Work required » Please repeat the part of the Fast & Furious docuseries interview that begins with the words "Icons Unearthed creator and" and ends with "series, and more.", word for word.

Icons Unearthed Creator on Fast and Furious Docuseries

Icons Unearthed Creator on Fast and Furious Docuseries

The Nacelle Company and Vice TV are back with Icons Unearthed: Fast & Furious, the third installment of their hit docuseries. The series dives deep into the world of Fast and Furious, beginning with the true-life inspiration behind the first film. Icons Unearthed: Fast & Furious follows Icons Unearthed: Star Wars and Icons Unearthed: The Simpsons, and continues the series’ trend of exploring some of the biggest pop culture touchstones of all time.

While perhaps not an obvious choice for the focus of a docuseries, the Fast & Furious franchise has a tumultuous story that in many ways rivals the drama of the actual films. From the series’ tonal shift from grounded action thriller to CGI-heavy juggernaut, to the public feud between The Rock and Vin Diesel, to the tragic and untimely passing of Paul Walker, there were likely countless aspects Icons Unearthed: Fast & Furious to explore. Thanks to interviews with screenwriters, stunt coordinators, cast members, and more, Icons Unearthed: Fast & Furious is able to do so with firsthand information.

Icons Unearthed creator and director Brian Volk-Weiss spoke with Screen Rant about becoming a fan of the franchise, the improvisational nature of the series, and more.

Brian Volk-Weiss on Icons Unearthed: Fast & Furious

Icons Unearthed Creator on Fast and Furious Docuseries

Screen Rant: We’ve talked about your love for Star Wars and The Simpsons, which led to the first couple of seasons of Icons Unearthed. Did you have that kind of relationship with Fast and Furious?

Brian Volk-Weiss: Absolutely not. I will say this; I’m not even sure why, but I had seen every single movie in the theaters. There was something about it that got me to go see them, but I was not at all a diehard fan. And that’s an understatement.

Was it more, then, about the pure cultural impact of the franchise?

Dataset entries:
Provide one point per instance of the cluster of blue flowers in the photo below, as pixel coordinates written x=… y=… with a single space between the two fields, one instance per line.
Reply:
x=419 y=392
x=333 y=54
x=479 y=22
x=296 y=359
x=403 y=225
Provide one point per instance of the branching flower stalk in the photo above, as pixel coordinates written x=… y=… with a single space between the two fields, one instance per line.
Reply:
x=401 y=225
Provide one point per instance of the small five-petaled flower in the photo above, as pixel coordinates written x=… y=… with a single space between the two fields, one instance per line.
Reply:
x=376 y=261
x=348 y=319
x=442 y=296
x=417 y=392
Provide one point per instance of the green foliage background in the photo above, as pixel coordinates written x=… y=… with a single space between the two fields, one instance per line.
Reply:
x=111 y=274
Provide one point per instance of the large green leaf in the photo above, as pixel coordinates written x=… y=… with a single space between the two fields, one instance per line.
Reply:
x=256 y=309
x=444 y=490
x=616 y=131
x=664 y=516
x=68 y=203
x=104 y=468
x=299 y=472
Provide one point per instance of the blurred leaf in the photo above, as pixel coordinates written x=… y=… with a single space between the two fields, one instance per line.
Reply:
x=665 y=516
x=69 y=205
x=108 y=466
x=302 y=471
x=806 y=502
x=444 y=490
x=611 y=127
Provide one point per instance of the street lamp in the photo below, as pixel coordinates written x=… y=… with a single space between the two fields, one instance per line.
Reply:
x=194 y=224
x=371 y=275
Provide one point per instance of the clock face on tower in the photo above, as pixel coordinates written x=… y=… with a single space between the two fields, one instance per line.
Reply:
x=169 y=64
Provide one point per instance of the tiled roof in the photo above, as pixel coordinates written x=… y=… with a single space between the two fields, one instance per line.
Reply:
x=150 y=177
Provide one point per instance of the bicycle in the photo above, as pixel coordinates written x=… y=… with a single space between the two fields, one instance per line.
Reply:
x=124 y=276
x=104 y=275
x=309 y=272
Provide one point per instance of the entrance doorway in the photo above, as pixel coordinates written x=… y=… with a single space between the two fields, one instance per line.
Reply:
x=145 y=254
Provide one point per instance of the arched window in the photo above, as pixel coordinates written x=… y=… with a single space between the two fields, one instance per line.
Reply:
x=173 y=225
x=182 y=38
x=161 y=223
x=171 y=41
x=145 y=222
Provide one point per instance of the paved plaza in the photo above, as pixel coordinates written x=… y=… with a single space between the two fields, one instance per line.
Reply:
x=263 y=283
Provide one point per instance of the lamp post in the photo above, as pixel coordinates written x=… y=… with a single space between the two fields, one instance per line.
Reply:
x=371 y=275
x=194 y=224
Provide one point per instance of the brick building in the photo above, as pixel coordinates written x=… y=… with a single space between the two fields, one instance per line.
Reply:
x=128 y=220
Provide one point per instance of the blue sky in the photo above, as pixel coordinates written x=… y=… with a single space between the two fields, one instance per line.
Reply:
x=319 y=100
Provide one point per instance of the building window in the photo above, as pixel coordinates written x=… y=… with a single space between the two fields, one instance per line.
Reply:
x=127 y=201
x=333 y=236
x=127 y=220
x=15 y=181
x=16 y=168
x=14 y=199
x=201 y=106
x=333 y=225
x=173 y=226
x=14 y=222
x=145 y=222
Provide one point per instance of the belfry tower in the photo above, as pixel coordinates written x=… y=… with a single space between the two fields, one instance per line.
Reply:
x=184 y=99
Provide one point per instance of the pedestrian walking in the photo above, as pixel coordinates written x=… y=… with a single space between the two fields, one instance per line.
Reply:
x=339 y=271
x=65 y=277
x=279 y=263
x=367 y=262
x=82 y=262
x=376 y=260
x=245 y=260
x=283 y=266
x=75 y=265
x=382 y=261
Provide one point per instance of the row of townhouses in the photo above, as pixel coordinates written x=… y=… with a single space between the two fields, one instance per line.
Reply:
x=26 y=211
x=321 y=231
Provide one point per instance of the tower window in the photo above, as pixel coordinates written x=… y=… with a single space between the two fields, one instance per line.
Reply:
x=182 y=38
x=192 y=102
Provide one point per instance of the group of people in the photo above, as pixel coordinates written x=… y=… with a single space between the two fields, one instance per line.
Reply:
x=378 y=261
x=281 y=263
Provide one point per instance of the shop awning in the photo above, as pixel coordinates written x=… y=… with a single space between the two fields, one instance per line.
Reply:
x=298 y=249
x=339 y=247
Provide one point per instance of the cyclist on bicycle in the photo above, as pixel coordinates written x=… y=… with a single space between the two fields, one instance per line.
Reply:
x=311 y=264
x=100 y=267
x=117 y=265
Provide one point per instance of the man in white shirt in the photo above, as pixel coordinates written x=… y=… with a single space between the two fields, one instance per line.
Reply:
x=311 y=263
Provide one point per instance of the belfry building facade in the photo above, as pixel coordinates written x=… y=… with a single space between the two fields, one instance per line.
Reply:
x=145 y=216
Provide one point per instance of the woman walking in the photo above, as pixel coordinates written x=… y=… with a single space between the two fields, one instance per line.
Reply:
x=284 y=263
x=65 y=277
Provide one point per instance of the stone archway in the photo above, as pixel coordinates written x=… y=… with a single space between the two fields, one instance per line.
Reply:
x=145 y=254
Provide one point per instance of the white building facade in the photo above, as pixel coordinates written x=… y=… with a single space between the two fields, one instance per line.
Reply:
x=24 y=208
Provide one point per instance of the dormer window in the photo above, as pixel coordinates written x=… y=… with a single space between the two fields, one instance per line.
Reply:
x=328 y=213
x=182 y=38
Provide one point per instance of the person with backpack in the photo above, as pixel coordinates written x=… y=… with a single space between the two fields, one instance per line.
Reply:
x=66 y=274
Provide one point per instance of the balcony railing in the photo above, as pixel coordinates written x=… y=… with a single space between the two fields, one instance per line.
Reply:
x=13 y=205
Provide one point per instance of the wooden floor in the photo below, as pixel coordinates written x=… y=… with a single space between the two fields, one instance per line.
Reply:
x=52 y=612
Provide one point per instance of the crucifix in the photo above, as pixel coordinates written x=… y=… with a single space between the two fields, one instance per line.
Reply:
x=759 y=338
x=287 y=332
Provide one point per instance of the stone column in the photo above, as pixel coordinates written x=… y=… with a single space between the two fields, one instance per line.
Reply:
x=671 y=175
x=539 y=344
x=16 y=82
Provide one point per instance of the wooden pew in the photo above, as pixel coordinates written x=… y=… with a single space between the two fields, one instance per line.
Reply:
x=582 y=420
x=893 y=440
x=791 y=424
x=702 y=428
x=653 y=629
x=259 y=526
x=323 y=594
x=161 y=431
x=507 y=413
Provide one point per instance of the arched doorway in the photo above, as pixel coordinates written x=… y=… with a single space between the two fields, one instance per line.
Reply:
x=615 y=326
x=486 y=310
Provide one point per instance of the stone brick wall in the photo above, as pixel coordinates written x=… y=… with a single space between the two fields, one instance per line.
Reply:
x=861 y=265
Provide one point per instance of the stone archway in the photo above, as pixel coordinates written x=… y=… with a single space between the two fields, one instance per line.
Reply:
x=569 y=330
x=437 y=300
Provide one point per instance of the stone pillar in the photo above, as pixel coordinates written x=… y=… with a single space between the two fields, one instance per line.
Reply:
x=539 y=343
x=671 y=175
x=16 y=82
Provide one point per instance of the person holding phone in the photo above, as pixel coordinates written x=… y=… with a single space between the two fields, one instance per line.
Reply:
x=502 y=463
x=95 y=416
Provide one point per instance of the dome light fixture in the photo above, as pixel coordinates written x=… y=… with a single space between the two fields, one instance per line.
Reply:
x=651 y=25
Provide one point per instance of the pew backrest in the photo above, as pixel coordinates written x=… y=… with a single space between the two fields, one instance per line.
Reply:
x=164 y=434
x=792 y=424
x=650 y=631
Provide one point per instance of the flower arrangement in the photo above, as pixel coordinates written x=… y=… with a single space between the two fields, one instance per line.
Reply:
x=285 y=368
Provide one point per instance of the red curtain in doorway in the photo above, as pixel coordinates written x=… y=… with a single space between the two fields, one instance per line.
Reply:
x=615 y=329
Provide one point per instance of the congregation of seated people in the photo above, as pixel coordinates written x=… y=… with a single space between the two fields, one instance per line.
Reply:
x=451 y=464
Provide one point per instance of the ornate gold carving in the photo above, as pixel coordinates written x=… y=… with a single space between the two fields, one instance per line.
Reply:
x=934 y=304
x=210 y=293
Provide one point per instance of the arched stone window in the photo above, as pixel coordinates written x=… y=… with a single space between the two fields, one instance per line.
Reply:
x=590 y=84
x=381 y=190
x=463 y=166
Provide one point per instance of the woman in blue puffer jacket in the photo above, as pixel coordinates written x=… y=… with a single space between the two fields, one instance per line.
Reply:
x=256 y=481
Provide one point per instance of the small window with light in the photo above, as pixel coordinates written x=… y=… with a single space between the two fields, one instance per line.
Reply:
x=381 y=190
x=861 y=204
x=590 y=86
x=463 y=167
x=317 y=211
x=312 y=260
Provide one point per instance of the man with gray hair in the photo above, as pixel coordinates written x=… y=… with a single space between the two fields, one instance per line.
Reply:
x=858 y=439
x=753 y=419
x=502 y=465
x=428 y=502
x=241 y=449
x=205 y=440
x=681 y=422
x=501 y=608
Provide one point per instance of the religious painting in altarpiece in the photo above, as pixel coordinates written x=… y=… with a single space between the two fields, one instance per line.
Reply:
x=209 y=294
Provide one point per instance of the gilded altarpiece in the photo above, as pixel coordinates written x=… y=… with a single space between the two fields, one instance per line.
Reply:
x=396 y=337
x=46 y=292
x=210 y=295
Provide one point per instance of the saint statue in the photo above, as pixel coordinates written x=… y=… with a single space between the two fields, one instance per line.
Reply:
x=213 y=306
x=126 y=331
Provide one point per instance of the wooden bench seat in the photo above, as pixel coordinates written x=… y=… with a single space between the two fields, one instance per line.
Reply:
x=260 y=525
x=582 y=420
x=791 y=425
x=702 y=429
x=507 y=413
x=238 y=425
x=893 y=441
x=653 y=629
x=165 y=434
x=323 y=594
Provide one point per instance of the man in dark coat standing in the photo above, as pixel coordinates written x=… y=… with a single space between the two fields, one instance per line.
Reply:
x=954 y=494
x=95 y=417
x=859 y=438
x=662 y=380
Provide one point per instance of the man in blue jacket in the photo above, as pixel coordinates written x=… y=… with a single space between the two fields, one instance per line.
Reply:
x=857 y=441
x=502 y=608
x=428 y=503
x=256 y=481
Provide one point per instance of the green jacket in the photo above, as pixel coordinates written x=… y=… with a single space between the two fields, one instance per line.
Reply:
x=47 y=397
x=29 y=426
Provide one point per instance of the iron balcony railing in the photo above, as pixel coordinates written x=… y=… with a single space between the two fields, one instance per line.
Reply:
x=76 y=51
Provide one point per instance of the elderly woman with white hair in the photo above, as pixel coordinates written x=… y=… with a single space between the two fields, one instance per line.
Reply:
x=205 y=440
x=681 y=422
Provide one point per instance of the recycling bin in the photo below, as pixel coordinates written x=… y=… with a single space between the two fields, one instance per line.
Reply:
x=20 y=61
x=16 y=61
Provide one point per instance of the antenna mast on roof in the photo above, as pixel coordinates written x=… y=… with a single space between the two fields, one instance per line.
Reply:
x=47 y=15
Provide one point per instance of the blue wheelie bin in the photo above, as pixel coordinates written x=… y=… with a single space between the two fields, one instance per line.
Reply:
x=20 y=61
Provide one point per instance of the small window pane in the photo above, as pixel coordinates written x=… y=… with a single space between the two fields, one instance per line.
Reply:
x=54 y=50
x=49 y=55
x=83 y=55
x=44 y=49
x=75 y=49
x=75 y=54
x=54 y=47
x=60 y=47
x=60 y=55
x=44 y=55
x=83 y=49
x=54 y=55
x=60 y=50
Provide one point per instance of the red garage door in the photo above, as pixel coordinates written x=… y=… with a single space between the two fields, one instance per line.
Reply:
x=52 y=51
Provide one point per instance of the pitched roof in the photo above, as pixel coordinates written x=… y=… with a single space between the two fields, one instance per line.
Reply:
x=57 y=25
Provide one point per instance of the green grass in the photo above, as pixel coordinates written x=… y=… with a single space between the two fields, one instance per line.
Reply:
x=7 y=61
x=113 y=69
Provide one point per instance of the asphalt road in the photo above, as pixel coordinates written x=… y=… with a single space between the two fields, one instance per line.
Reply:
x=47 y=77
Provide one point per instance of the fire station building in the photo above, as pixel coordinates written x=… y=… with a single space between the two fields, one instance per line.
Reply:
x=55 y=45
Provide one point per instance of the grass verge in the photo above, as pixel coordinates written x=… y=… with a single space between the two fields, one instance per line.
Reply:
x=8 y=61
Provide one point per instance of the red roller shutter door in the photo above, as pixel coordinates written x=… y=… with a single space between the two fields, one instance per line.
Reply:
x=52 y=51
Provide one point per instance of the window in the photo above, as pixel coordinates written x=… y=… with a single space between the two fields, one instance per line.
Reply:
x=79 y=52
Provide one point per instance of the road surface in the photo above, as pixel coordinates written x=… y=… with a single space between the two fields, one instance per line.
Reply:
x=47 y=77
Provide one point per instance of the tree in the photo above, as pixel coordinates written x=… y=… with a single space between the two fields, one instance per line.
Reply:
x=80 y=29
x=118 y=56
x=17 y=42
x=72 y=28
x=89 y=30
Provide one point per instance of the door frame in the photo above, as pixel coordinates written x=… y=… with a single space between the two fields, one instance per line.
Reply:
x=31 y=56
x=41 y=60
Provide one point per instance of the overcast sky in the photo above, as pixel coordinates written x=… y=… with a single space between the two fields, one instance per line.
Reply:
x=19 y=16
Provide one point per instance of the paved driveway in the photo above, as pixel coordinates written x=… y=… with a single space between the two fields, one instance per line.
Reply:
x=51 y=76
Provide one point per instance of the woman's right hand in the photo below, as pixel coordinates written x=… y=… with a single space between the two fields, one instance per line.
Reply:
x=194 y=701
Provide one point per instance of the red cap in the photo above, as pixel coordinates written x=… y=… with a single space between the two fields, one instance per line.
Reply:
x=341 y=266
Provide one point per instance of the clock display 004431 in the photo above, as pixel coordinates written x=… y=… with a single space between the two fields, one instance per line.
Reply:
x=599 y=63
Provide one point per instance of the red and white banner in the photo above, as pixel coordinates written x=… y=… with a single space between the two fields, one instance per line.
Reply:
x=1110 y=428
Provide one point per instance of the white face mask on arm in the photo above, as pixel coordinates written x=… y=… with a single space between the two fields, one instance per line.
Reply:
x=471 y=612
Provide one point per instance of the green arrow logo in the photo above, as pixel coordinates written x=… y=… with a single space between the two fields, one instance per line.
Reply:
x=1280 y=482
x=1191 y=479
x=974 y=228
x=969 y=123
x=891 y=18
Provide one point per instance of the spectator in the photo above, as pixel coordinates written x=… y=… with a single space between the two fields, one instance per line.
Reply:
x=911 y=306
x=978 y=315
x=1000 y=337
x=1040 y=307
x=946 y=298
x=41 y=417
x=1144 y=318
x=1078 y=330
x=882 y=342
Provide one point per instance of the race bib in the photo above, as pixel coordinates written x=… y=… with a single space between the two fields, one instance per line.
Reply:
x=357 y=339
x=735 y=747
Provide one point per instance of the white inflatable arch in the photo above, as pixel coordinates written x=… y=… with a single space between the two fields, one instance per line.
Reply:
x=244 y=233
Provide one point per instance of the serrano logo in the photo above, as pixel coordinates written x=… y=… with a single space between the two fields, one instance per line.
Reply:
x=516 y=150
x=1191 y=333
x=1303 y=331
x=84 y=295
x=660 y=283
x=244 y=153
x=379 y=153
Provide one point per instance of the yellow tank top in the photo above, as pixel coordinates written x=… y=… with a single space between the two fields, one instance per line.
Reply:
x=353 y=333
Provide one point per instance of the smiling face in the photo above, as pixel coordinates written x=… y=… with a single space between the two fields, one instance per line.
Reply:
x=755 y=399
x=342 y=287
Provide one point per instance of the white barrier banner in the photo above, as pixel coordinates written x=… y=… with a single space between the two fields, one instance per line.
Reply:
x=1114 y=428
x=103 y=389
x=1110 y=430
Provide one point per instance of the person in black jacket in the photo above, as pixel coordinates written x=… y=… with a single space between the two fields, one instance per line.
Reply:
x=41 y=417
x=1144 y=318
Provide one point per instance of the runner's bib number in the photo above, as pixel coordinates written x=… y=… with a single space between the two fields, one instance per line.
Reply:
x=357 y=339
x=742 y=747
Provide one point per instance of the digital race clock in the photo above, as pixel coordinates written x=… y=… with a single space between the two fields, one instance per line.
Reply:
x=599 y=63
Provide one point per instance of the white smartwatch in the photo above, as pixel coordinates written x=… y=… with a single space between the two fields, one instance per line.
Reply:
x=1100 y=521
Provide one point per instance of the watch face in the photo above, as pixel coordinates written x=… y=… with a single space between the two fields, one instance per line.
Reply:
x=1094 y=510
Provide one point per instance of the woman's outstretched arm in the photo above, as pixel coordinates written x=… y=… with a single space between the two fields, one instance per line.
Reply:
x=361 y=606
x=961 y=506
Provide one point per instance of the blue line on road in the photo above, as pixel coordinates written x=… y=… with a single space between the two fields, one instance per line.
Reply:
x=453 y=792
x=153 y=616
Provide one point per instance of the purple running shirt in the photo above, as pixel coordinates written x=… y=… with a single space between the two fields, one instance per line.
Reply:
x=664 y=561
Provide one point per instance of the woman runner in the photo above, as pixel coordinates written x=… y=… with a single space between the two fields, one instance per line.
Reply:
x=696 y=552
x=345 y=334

Exercise result »
Icons Unearthed creator and director Brian Volk-Weiss spoke with Screen Rant about becoming a fan of the franchise, the improvisational nature of the series, and more.